- [The problem] In the data below, reproduce word for word the part that opens with the line containing "Q: For every instance of the horse's head" and closes with the line containing "x=267, y=34", including both of those lines.

- [Material]
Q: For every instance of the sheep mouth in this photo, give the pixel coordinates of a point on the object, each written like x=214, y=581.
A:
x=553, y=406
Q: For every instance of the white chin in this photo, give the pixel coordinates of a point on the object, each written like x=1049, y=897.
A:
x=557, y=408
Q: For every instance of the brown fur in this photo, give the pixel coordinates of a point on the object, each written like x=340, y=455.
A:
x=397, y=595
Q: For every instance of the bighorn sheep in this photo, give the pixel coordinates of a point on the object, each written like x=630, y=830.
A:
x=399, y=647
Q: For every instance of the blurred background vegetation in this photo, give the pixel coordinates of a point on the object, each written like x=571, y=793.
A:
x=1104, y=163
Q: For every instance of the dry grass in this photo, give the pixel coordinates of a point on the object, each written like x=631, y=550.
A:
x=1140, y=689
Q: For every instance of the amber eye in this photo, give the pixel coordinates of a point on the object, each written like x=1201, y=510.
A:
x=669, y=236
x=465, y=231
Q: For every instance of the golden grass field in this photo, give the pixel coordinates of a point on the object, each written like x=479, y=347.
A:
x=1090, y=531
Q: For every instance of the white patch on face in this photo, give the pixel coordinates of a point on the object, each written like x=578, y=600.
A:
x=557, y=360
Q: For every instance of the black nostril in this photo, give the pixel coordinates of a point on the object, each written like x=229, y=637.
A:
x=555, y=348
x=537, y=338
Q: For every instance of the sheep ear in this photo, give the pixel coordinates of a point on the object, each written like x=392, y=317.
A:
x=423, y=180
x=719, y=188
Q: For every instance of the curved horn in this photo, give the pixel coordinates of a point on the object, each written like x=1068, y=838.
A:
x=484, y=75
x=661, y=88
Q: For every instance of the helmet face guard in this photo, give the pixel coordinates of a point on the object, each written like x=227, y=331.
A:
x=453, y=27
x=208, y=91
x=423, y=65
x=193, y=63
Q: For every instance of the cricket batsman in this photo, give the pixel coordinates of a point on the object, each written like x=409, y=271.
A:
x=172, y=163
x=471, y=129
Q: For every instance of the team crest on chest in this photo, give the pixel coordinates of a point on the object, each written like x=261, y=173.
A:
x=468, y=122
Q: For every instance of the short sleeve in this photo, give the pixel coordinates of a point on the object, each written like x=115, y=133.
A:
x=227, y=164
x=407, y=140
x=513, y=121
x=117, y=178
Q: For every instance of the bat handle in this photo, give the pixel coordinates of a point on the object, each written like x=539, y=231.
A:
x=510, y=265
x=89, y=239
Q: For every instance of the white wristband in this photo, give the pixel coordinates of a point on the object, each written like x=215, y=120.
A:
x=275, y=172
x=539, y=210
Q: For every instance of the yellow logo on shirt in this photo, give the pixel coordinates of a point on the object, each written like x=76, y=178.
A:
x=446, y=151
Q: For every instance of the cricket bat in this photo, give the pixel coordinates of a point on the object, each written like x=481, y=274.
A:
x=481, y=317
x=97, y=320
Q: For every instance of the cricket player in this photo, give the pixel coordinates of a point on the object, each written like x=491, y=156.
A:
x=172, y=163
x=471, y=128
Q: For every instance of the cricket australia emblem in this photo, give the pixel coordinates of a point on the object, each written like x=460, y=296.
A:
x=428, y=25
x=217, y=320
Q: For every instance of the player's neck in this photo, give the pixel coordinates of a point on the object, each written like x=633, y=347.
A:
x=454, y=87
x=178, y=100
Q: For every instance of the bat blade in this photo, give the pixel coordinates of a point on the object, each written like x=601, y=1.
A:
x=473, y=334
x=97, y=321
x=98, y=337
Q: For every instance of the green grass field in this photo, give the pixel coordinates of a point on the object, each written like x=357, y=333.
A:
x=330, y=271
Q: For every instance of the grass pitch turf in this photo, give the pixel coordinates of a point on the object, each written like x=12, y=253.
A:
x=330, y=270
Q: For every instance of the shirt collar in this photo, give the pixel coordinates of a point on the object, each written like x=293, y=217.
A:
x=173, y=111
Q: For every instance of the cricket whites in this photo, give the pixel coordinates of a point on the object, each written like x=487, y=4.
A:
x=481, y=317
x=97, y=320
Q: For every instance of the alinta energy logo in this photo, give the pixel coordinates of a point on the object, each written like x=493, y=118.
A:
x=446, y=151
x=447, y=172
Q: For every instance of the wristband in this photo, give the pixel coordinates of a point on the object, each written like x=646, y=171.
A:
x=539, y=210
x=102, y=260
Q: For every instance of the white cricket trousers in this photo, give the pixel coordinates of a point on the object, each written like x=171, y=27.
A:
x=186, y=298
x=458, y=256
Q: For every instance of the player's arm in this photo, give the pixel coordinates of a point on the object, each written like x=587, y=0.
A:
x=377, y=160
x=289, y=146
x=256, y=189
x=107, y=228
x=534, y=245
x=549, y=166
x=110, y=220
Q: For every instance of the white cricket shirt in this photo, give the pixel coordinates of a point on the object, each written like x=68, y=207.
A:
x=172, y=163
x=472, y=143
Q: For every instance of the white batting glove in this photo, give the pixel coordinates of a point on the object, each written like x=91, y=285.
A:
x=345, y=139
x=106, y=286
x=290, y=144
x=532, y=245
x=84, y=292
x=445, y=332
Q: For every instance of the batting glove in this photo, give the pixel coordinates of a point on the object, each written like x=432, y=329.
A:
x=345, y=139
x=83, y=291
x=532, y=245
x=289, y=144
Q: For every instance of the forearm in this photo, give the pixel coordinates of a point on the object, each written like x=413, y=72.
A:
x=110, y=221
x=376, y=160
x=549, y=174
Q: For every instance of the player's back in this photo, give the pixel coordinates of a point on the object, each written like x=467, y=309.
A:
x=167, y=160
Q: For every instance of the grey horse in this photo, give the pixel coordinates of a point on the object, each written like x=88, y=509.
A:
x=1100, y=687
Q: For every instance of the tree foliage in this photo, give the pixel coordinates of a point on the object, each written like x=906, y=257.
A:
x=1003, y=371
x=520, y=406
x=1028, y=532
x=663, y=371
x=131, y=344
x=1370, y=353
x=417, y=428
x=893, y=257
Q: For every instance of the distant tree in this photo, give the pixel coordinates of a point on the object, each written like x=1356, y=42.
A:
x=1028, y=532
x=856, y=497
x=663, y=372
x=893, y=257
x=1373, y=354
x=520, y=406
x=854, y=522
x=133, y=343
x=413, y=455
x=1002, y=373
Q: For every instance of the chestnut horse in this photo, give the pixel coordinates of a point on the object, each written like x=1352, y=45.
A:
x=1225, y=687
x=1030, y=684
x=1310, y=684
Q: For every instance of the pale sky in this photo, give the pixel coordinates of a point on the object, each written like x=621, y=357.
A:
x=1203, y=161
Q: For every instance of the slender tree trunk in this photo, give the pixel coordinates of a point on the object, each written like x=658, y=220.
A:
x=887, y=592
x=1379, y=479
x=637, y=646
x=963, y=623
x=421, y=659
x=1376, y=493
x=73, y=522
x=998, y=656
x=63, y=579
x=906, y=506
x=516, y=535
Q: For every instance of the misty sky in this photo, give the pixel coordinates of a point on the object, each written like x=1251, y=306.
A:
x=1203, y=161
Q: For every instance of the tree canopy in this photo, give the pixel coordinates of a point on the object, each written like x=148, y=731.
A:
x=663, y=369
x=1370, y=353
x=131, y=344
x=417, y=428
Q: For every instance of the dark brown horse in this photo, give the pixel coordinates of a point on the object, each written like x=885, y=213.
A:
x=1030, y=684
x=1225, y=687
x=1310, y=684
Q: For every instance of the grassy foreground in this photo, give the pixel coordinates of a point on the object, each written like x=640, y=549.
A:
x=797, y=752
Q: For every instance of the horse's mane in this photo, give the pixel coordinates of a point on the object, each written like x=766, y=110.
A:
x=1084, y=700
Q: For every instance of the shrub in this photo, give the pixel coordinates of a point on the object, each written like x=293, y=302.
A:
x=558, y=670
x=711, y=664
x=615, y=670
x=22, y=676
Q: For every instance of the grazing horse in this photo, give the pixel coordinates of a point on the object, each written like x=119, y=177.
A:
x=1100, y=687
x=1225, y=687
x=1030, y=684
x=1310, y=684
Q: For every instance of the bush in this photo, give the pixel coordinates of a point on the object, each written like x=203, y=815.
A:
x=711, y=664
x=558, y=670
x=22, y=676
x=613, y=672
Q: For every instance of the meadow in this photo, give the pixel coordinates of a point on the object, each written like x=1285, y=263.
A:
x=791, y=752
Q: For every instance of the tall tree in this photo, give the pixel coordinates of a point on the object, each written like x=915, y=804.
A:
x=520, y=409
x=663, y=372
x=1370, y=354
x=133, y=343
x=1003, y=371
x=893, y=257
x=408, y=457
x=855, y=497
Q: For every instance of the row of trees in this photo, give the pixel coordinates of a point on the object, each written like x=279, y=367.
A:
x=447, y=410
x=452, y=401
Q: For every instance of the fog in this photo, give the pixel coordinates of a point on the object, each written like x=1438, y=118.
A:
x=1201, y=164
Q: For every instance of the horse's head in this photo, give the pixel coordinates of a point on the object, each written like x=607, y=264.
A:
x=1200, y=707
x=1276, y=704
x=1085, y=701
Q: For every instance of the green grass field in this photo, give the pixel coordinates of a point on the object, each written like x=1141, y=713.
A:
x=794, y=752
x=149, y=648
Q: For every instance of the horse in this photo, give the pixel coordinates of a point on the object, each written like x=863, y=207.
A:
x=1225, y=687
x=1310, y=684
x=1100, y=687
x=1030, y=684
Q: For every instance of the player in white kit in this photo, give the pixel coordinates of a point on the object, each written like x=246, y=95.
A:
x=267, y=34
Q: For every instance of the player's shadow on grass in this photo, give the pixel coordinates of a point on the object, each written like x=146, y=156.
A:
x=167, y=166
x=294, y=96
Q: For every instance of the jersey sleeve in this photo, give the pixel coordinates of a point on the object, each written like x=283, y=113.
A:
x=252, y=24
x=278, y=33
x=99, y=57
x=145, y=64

- [Task response]
Q: For every instance of the horse's head in this photo, give the pixel coordinates of a point on the object, each written like x=607, y=264.
A:
x=1200, y=707
x=1276, y=704
x=1085, y=701
Q: For every instance of the green grass field in this photo, give the pixel coordinates of a point on the object, each written like x=1141, y=713.
A:
x=794, y=752
x=149, y=648
Q: For every instance of the horse in this photo, give the pixel coordinates of a point on the object, each written like x=863, y=207.
A:
x=1225, y=687
x=1310, y=684
x=1100, y=687
x=1030, y=684
Q: For every instance of the player in white kit in this photo, give the pixel coordinates of a point on the object, each written like x=246, y=95.
A:
x=267, y=34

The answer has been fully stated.